CONSIGNE A: Recopiez le passage de l'extrait de page qui commence par « Soudain, quelque chose » et va jusqu'à « les Siens ? », en substituant « périple » à « voyage ».
CONSIGNE B: Comptez les lignes des enregistrements où figure la chaîne « vehicle », et donnez uniquement ce nombre.

EXTRAIT DE PAGE:
- - - - - - -

Soudain, quelque chose me fait perdre le fil de mon soliloque. Je sens une présence au fond de moi qui cherche à s’exprimer. Une deuxième voix s’affirme peu à peu au-dessus de la mienne, paisible et rieuse :
« Si tu as fait tout ce voyage jusqu’ici c'est pour comprendre que je suis partout. Ce corps est là, devant toi, mais il n’a aucune importance. L’Esprit va et vient... Où que tu sois, je serai en toi pour toujours… Alors pourquoi te tourmenter ? »
Ai-je vraiment entendu Sa voix ? Ces mots étaient-ils les Siens ?
Mon esprit dérouté s’interroge sur ce qu’il vient de capter sans l’intervention de mes sens habituels. Je suis tout simplement abasourdie. Cependant derrière mon incrédulité, il semble qu’il y ait une forme de conscience qui comprend ce qui m’arrive et s’en félicite. N’était-ce pas ce que j’attendais depuis longtemps : une preuve de l’existence du divin suffisamment convaincante pour me donner la foi et me conduire vers l’Essentiel ?

- - - - - - -

ENREGISTREMENTS FOURNIS:
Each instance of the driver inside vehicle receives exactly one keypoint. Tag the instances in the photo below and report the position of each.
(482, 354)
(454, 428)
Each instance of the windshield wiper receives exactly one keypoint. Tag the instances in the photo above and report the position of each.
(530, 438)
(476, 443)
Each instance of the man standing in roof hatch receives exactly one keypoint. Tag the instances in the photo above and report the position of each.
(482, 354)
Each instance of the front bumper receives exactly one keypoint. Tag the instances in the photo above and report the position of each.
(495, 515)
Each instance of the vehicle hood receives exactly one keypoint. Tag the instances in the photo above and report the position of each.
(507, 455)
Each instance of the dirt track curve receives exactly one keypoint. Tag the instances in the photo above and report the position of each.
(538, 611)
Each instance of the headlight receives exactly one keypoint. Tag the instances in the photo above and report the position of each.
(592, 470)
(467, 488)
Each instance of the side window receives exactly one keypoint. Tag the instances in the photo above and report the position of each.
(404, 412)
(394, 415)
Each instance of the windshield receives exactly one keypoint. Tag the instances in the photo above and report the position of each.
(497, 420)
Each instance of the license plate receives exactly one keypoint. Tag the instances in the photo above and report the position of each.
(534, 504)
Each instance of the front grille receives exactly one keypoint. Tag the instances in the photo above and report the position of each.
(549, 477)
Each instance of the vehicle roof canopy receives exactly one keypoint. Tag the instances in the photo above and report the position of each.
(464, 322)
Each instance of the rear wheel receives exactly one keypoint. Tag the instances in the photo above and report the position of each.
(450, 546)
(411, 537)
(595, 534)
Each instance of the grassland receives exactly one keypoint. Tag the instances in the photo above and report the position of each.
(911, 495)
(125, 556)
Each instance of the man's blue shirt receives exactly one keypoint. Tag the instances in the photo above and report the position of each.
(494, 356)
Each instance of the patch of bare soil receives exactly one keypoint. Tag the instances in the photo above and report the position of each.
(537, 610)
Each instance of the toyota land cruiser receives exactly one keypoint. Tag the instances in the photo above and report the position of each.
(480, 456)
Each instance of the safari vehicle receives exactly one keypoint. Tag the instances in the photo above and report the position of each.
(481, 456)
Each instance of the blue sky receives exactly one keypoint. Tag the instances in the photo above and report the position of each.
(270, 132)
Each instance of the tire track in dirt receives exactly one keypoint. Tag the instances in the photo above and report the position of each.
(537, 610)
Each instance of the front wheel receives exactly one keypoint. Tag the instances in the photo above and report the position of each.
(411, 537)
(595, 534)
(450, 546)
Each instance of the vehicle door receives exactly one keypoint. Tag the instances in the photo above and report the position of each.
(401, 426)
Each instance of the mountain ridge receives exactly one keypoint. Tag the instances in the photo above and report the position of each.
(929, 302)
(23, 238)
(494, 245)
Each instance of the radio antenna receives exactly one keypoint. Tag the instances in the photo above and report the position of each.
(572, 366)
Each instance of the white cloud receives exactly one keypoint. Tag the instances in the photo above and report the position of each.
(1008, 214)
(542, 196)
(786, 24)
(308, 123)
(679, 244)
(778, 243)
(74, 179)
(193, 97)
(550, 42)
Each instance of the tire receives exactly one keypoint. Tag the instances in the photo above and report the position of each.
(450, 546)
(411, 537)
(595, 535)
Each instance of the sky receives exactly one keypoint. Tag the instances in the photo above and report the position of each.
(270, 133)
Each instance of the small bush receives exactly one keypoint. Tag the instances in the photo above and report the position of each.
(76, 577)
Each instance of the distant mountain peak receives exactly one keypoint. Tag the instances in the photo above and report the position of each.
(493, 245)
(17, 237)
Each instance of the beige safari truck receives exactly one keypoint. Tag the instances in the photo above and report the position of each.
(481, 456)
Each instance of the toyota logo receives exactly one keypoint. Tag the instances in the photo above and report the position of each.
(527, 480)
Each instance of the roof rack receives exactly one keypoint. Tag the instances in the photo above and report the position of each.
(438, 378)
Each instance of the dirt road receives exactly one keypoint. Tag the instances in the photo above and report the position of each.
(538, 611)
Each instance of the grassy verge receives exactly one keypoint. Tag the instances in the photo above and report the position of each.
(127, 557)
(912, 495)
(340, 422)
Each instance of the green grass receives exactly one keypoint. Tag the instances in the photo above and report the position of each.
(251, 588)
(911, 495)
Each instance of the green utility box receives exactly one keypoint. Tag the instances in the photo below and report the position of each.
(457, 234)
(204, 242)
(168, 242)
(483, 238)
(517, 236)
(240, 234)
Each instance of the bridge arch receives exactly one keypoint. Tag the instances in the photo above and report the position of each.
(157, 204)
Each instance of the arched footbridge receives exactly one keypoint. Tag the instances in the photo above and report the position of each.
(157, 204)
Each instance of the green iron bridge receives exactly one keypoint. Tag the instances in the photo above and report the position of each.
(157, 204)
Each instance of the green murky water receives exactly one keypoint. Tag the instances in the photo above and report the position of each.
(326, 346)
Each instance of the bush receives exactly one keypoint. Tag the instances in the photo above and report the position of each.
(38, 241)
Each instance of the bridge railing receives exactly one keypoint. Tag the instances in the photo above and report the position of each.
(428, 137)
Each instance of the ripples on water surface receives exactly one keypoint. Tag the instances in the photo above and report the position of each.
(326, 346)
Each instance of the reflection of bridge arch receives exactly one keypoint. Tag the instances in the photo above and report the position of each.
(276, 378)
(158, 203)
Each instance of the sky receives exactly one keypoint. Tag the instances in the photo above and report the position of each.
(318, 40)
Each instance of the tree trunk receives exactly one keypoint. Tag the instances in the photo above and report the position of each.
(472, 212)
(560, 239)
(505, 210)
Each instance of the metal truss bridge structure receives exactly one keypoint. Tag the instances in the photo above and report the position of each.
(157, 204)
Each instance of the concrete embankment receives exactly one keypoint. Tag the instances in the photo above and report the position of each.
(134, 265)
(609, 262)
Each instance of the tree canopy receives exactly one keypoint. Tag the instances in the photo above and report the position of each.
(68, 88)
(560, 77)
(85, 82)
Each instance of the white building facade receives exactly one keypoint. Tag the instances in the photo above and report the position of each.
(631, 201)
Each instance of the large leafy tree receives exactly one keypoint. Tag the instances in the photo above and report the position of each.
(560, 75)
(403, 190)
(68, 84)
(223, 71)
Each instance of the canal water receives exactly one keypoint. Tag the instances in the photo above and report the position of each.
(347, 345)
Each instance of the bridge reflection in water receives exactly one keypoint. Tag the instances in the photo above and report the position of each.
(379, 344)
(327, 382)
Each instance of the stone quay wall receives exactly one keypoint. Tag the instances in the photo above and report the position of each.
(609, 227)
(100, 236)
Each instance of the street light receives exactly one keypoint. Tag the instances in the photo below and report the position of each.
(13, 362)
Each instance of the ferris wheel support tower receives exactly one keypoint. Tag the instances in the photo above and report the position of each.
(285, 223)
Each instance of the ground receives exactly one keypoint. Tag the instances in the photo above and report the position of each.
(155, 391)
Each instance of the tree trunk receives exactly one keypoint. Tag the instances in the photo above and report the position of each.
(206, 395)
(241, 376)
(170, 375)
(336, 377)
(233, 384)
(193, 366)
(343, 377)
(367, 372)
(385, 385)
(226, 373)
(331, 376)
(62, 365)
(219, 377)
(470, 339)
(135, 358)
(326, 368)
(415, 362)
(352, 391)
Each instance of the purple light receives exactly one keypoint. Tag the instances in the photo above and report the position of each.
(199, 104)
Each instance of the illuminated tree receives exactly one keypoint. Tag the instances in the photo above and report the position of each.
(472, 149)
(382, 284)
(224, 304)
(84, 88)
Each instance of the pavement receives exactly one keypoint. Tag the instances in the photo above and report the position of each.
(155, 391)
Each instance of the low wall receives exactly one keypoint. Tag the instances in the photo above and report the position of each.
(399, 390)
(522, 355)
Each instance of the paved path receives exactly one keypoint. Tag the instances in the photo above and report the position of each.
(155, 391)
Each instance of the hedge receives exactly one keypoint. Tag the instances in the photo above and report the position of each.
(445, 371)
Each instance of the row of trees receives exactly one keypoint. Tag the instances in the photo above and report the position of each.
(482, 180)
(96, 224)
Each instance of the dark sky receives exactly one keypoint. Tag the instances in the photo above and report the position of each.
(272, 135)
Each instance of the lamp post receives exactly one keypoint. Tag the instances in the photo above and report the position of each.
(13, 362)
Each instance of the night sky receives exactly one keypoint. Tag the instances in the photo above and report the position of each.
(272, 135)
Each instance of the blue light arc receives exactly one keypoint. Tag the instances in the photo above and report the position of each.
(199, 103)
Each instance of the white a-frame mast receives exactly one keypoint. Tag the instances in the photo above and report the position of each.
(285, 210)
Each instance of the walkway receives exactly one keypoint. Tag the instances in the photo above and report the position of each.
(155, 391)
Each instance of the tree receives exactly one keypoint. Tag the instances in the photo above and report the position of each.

- - - - - - -

CORRIGÉ A:
Soudain, quelque chose me fait perdre le fil de mon soliloque. Je sens une présence au fond de moi qui cherche à s’exprimer. Une deuxième voix s’affirme peu à peu au-dessus de la mienne, paisible et rieuse :
« Si tu as fait tout ce périple jusqu’ici c'est pour comprendre que je suis partout. Ce corps est là, devant toi, mais il n’a aucune importance. L’Esprit va et vient... Où que tu sois, je serai en toi pour toujours… Alors pourquoi te tourmenter ? »
Ai-je vraiment entendu Sa voix ? Ces mots étaient-ils les Siens ?

CORRIGÉ B: 5